## Task objective
Write out every one of the entries below word for word, leaving out the pictures.

[Saved data entries]

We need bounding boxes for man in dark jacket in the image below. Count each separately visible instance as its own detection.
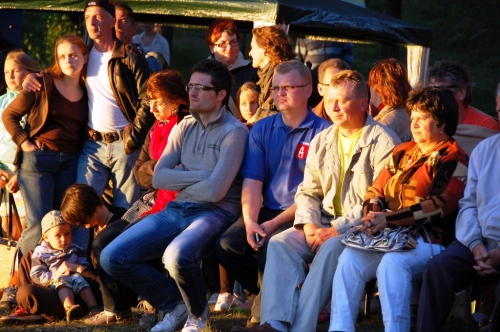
[77,0,155,213]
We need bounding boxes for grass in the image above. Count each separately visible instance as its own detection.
[0,295,478,332]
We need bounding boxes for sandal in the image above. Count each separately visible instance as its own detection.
[66,304,83,323]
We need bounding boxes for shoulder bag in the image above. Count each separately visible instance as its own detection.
[340,226,419,252]
[0,188,22,288]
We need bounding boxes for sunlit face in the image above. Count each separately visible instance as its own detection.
[427,77,466,107]
[57,43,87,77]
[4,60,28,91]
[324,83,367,130]
[84,6,115,40]
[248,37,269,68]
[210,32,240,66]
[115,8,137,44]
[272,70,312,112]
[239,91,259,121]
[149,97,179,121]
[410,109,443,144]
[189,72,224,113]
[43,224,72,250]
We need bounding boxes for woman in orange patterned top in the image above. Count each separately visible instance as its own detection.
[330,88,468,331]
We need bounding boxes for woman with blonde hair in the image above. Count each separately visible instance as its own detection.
[0,50,38,238]
[367,59,412,142]
[249,25,295,110]
[205,18,259,119]
[2,34,88,253]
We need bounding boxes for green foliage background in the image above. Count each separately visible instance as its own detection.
[17,0,500,116]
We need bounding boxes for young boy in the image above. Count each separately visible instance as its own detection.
[30,210,100,322]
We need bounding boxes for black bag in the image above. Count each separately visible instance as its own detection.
[0,188,22,288]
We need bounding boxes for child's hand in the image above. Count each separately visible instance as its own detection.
[55,262,72,276]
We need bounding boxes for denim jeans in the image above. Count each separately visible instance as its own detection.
[101,202,236,317]
[17,150,79,253]
[329,236,444,332]
[73,138,140,249]
[76,138,140,209]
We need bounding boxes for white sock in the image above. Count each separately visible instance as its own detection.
[266,320,288,332]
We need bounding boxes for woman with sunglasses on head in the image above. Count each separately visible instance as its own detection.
[134,69,189,214]
[0,50,38,239]
[205,18,259,120]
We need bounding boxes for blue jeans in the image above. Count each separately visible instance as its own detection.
[101,202,236,317]
[73,138,140,249]
[76,138,140,209]
[17,150,79,253]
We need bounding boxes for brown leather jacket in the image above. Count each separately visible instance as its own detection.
[2,72,87,167]
[2,72,57,146]
[90,40,156,154]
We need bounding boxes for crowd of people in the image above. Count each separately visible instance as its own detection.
[0,0,500,332]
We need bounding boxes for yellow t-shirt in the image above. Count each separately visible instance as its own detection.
[333,129,363,216]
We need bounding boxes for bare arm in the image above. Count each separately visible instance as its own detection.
[241,179,267,250]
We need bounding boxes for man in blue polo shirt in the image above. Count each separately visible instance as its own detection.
[215,60,330,323]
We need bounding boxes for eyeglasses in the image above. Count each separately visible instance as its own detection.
[269,84,309,92]
[146,98,172,108]
[186,84,215,92]
[214,40,239,48]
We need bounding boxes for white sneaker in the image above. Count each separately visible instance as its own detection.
[182,307,210,332]
[151,301,188,332]
[214,293,234,312]
[208,293,219,304]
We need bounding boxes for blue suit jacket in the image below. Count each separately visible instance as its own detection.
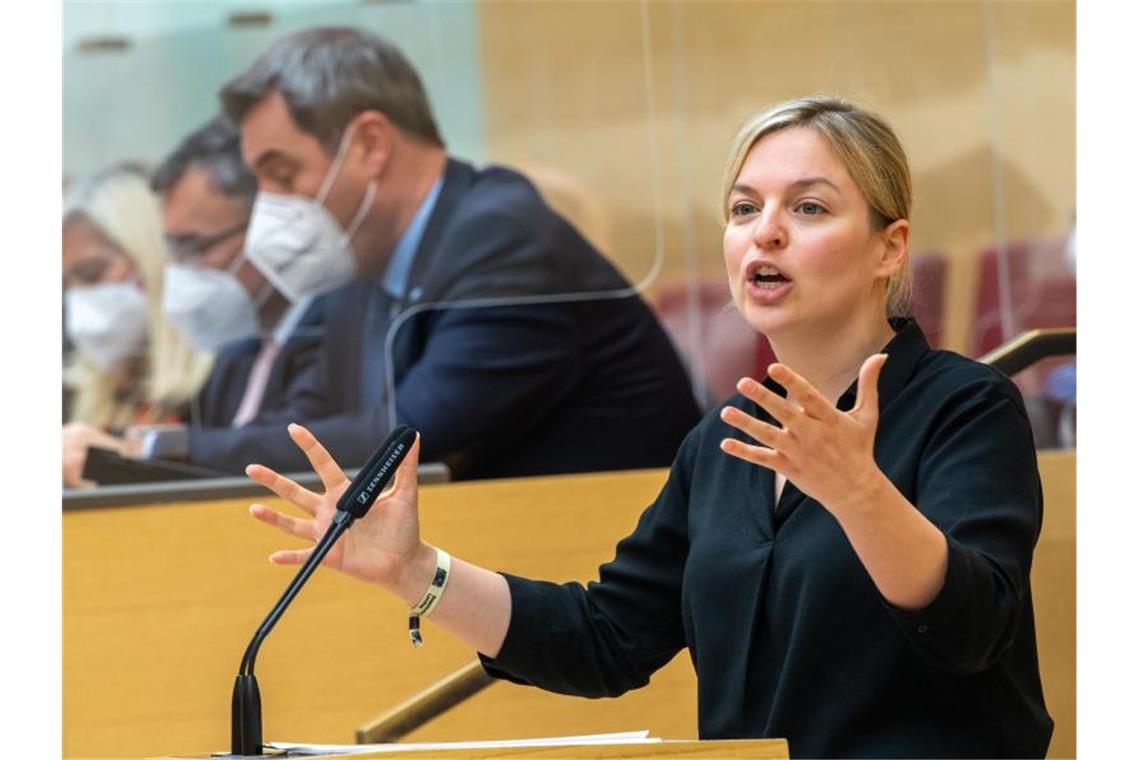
[190,160,700,477]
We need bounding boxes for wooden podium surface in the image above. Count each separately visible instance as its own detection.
[153,738,788,760]
[63,452,1075,758]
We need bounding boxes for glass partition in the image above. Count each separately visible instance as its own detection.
[63,0,1075,476]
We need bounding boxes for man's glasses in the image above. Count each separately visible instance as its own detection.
[166,222,246,262]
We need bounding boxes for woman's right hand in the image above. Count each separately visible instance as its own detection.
[245,424,434,590]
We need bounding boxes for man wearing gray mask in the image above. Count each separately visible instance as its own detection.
[189,28,699,477]
[65,116,321,480]
[152,116,330,432]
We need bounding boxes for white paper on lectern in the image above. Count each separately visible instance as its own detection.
[266,729,661,754]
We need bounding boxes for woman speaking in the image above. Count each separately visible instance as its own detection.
[247,98,1052,757]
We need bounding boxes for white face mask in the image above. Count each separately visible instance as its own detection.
[64,283,147,370]
[162,255,266,351]
[245,126,376,303]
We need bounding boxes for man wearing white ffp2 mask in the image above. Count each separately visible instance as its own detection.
[162,254,272,351]
[245,124,376,302]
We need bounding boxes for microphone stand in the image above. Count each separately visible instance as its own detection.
[224,425,416,757]
[230,512,356,755]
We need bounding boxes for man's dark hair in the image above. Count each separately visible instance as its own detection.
[150,115,258,203]
[219,27,443,154]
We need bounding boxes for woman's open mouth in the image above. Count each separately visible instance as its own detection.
[744,262,792,303]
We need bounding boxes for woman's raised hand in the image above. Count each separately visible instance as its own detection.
[245,424,422,588]
[720,353,887,516]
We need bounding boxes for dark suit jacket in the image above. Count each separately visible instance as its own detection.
[190,161,700,477]
[189,299,324,430]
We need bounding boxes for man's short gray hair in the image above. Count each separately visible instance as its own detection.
[150,115,258,203]
[220,27,443,153]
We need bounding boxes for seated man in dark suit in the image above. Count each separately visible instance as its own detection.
[152,116,323,437]
[60,116,323,478]
[190,28,699,477]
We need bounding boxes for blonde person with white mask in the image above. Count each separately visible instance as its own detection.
[63,164,213,487]
[63,116,330,480]
[249,97,1052,758]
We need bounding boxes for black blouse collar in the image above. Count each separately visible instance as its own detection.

## Exercise result
We need bounding boxes for man in dark jacket in the image below. Count each separately visible instance as its own detection.
[77,0,155,213]
We need bounding boxes for grass in the image above. Count each separately visible instance as its own detection.
[0,295,478,332]
We need bounding boxes for sandal in the image above. Count each separately visible instance as its own detection.
[66,304,83,323]
We need bounding boxes for shoulder bag in the image above. Count each separately visible instance as its own detection.
[340,226,419,252]
[0,188,22,288]
We need bounding boxes for sunlit face in the image above. Count each separately visible instance as its own detection.
[427,77,466,107]
[57,43,87,77]
[4,60,28,91]
[324,83,367,130]
[84,6,115,40]
[248,37,269,68]
[210,32,240,66]
[115,8,137,44]
[272,70,312,112]
[239,91,259,121]
[149,97,179,121]
[410,109,443,144]
[189,72,224,113]
[43,224,72,250]
We need bounding boxes for woman in orange patterned top in the image above. Count each separately visible instance as its own detection.
[330,88,468,331]
We need bounding boxes for woman with blonde hair in the image above. Count each separately visible instance as its own detection.
[0,50,38,238]
[367,59,412,142]
[249,25,295,110]
[205,18,259,119]
[2,34,88,253]
We need bounding boxes for green foliage background in the image above. Count each separately visible instance as its own detection.
[17,0,500,116]
We need bounding boxes for young boy in the image above. Count each separately visible instance as its own detection.
[30,210,100,322]
We need bounding boxes for black bag in the image above. Count each separately visible instance as its own detection.
[0,188,22,288]
We need bounding boxes for child's hand in the image above. Count each separately visible instance as its own detection.
[55,262,72,276]
We need bounding boxes for denim jeans in the image above. Count each separately visible instance as its own detection.
[101,202,236,317]
[17,150,79,253]
[329,236,444,332]
[73,138,140,249]
[76,138,140,209]
We need bounding boxes for white sock in the image above. Count each separately visible instance as its own detection.
[266,320,288,332]
We need bounding boxes for woman with sunglasses on head in the image above. Count each separately visible instance as its own detection.
[134,69,189,214]
[0,50,38,239]
[205,18,259,120]
We need bounding boxes for blue jeans in the image above. Count each separately visible instance as its own detection.
[101,202,236,317]
[73,138,140,249]
[76,138,140,209]
[17,150,79,253]
We need bounding boxes for brown leather jacket in the image above. Count each separately visible instance as its own detection.
[2,72,87,167]
[2,72,57,146]
[90,40,156,154]
We need bounding boxes for crowd of people in the image above. Count each separately visible instance as its own detection.
[0,0,500,332]
We need bounding boxes for yellow t-shirt in the image above. Count each separately visible instance as its own detection.
[333,129,363,216]
We need bounding boxes for bare arm in the image above. Count each separately visible instance as its own detection.
[241,179,267,250]
We need bounding boxes for man in blue polo shirt in the image above. Count each separately visible instance as its own detection.
[215,60,330,323]
We need bounding boxes for eyeglasses in the image above. Count each separately visible instance as its own detection.
[269,84,309,92]
[146,98,172,108]
[186,84,215,92]
[214,40,239,48]
We need bounding boxes for white sneaker in the image above. Count each separately visible instance as its own detection.
[182,307,210,332]
[151,301,188,332]
[214,293,234,312]
[208,293,219,304]
We need bounding boxes for blue suit jacket in the image below. Count each separately visible instance as its own detection.
[190,160,700,477]
We need bounding boxes for wooden podium surface in the image above. Count each separately visible instance as its own detection.
[153,738,788,760]
[63,452,1075,758]
We need bounding boxes for glass partition in the image above. Count each separately visible instance as its own detection.
[63,0,1075,476]
We need bounding boxes for man's glasses in the image above. Count each separately visible instance as its own detection.
[166,222,246,262]
We need bounding boxes for woman's right hand in the image above. Count each separately visible instance as its own detection.
[245,424,434,590]
We need bounding boxes for man wearing gray mask in the image above. Count each separately visible instance as its own detection.
[189,28,699,477]
[65,116,321,480]
[152,116,330,432]
We need bounding boxes for white paper on lectern in the image above. Count each separately visible instance as its own detection.
[266,729,661,754]
We need bounding boxes for woman speaking in the image above. Count each separately visible instance as its own detection.
[247,98,1052,757]
We need bounding boxes for white face mask in the image above. Count each separately visible instance as its own detection.
[64,283,147,370]
[162,255,266,351]
[245,126,376,303]
We need bounding boxes for man wearing white ffp2 mask in the image above. Count each separately visible instance as its own detection.
[162,254,272,351]
[245,124,376,302]
We need bounding boxes for microphone stand in the image above. Count each separately visible instance as its own detection.
[224,425,416,757]
[230,512,356,755]
We need bounding boxes for man's dark hair in the image above. Count each separately visible instance as its own detection.
[150,115,258,203]
[219,27,443,154]
We need bounding boxes for woman's open mouth in the image above. Count each separately visible instance as its own detection.
[744,262,792,303]
We need bounding boxes for woman's raised hand in the image above. Count each separately visible instance as its own detection.
[245,424,422,588]
[720,353,887,516]
We need bounding boxes for dark suit jacket in the image above. Count each separately visible instance as its own detection.
[190,161,700,477]
[189,299,324,430]
We need bounding boxes for man's short gray hair in the image above. Count each separately visible instance as its own detection.
[150,115,258,203]
[220,27,443,153]
We need bounding boxes for seated man in dark suit in the image above. Count each separately visible instance as its own detection.
[152,116,323,437]
[60,116,323,478]
[190,28,699,477]
We need bounding boxes for blonde person with white mask in the image above. Count each separately visible instance as its own detection.
[63,164,213,487]
[63,116,330,480]
[249,97,1052,758]
We need bounding boxes for black blouse collar in the image above. Count each separately visible instance as its own detection.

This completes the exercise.